• Alıştırma
Aşağıdaki Inception haberine dayanarak şu soruları yanıtlayın:
(a) Film hangi yıl gişe rekorları kırdı?
(b) Filmdeki profesyonel hırsızlar değerli bilgileri ele geçirmek için hangi yöntemi kullanıyordu?
(c) Film kaç dalda Oscar'a aday gösterildi ve kaç dalda ödül kazandı?

• Verilen metin
Anasayfa > Haberler > Christopher Nolan: Inception'un Aslında Derin Bir Anlamı Yoktu!

Christopher Nolan: Inception'un Aslında Derin Bir Anlamı Yoktu!

Film 5 ay önce Christopher Nolan: Inception'un Aslında Derin Bir Anlamı Yoktu!

Bir bilimkurgu klasiği olarak kabul edilse de Christopher Nolan, Inception'daki bazı derin mesajların bilerek eklenmediğini itiraf etti. 2010 yılında gişe rekorları kıran film, değerli bilgileri ele geçirmek ve çalmak için bir hedefin zihnine sızma yöntemini kullanan bir grup profesyonel hırsızı konu alıyordu. Leonardo DiCaprio'nun başrolünde yer aldığı bir oyuncu kadrosuna sahip olan film, eleştirel ve ticari bir başarı elde ederek sekiz dalda Oscar'a aday gösterildi ve En İyi Sinematografi, En İyi Ses Kurgusu, En İyi Ses Miksajı ve En İyi Görsel Efekt dahil olmak üzere dört dalda Oscar kazandı.

• Veri kümesi bölümü

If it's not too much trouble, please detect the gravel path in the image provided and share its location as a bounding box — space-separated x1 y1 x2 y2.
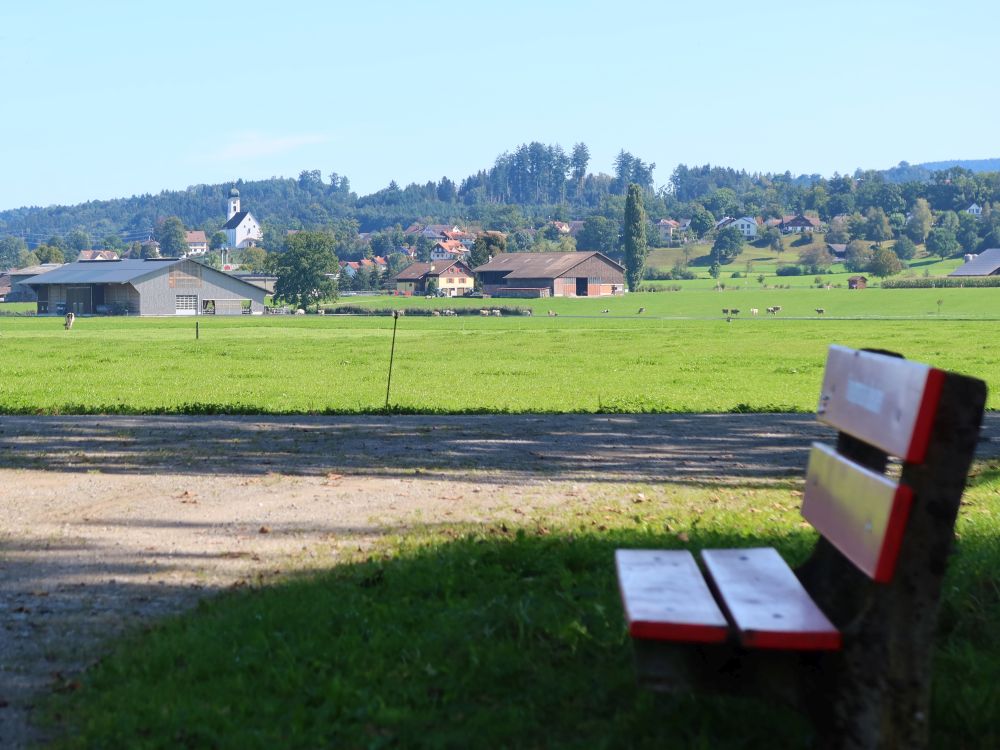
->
0 414 1000 748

• Görev yanıtı
(a) Film 2010 yılında gişe rekorları kırdı.
(b) Hırsızlar bir hedefin zihnine sızma yöntemini kullanıyordu.
(c) Film sekiz dalda Oscar'a aday gösterildi ve dört dalda ödül kazandı.